## [Page extract]
— BEGIN —

Re: [PATCH 4/4] vfs: keep inodes with page cache off the inode shrinker LRU

From: Dave Chinner
Date: Tue Jun 15 2021 - 21:20:16 EST


On Tue, Jun 15, 2021 at 02:50:09PM -0400, Johannes Weiner wrote:
> On Tue, Jun 15, 2021 at 04:26:40PM +1000, Dave Chinner wrote:
> > On Mon, Jun 14, 2021 at 05:19:04PM -0400, Johannes Weiner wrote:
> > > Historically (pre-2.5), the inode shrinker used to reclaim only empty
> > > inodes and skip over those that still contained page cache. This
> > > caused problems on highmem hosts: struct inode could put fill lowmem
> > > zones before the cache was getting reclaimed in the highmem zones.
> > >
> > > To address this, the inode shrinker started to strip page cache to
> > > facilitate reclaiming lowmem. However, this comes with its own set of
> > > problems: the shrinkers may drop actively used page cache just because
> > > the inodes are not currently open or dirty - think working with a
> > > large git tree. It further doesn't respect cgroup memory protection
> > > settings and can cause priority inversions between containers.
> > >
> > > Nowadays, the page cache also holds non-resident info for evicted
> > > cache pages in order to detect refaults. We've come to rely heavily on
> > > this data inside reclaim for protecting the cache workingset and
> > > driving swap behavior. We also use it to quantify and report workload
> > > health through psi. The latter in turn is used for fleet health
> > > monitoring, as well as driving automated memory sizing of workloads
> > > and containers, proactive reclaim and memory offloading schemes.

— END —

## [Written task 1]
Translate this sentence from the mailing list reply about the inode shrinker into Spanish: "Nowadays, the page cache also holds non-resident info for evicted cache pages in order to detect refaults."
## [Written task 2]
Reproduce word for word everything in the mailing list reply about the inode shrinker from "From: Dave Chinner" down to "the highmem zones.".
The records that come next are separate material, unrelated to the mailing list reply.

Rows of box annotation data
— BEGIN —

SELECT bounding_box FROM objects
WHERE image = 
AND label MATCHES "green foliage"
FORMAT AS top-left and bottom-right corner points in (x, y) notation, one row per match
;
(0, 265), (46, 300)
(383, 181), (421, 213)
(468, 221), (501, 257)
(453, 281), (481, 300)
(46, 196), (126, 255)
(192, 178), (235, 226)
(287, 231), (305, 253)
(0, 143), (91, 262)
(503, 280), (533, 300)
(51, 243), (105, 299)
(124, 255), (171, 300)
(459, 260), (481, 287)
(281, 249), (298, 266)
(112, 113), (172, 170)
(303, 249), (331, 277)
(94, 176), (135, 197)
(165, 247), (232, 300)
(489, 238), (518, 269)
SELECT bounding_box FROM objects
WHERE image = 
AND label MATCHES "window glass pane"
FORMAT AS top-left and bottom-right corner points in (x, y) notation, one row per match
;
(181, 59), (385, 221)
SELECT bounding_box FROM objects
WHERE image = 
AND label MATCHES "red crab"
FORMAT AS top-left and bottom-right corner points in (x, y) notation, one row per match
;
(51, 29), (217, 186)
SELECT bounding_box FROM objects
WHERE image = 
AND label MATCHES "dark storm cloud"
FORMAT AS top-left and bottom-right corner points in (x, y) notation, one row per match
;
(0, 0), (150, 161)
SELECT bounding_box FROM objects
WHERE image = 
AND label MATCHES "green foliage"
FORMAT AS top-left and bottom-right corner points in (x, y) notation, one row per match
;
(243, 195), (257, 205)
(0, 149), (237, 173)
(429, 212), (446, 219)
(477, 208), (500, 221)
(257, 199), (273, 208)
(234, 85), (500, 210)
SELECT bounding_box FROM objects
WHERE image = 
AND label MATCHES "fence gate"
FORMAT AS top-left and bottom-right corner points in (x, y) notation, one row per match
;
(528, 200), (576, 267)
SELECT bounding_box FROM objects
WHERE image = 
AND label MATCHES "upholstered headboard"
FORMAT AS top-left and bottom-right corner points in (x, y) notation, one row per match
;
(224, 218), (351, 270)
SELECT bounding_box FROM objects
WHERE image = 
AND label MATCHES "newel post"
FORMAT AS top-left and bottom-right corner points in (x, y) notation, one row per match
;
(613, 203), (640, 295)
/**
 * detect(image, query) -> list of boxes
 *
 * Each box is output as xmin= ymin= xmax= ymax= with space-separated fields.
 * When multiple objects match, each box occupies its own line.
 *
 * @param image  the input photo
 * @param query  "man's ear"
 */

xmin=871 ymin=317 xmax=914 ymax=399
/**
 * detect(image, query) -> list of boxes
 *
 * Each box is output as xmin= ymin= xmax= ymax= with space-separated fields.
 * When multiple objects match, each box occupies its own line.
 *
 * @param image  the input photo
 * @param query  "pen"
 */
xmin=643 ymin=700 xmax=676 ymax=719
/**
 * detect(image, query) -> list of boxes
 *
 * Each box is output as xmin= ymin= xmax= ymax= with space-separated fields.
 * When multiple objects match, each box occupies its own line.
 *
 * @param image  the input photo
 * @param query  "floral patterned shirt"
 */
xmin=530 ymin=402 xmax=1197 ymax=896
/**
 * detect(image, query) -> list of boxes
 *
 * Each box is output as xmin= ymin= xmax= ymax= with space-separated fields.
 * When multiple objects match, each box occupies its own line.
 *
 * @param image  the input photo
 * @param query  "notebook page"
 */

— END —

## [Response 1]
En la actualidad, la caché de páginas también contiene información no residente sobre las páginas de caché desalojadas con el fin de detectar refaults.

## [Response 2]
From: Dave Chinner
Date: Tue Jun 15 2021 - 21:20:16 EST


On Tue, Jun 15, 2021 at 02:50:09PM -0400, Johannes Weiner wrote:
> On Tue, Jun 15, 2021 at 04:26:40PM +1000, Dave Chinner wrote:
> > On Mon, Jun 14, 2021 at 05:19:04PM -0400, Johannes Weiner wrote:
> > > Historically (pre-2.5), the inode shrinker used to reclaim only empty
> > > inodes and skip over those that still contained page cache. This
> > > caused problems on highmem hosts: struct inode could put fill lowmem
> > > zones before the cache was getting reclaimed in the highmem zones.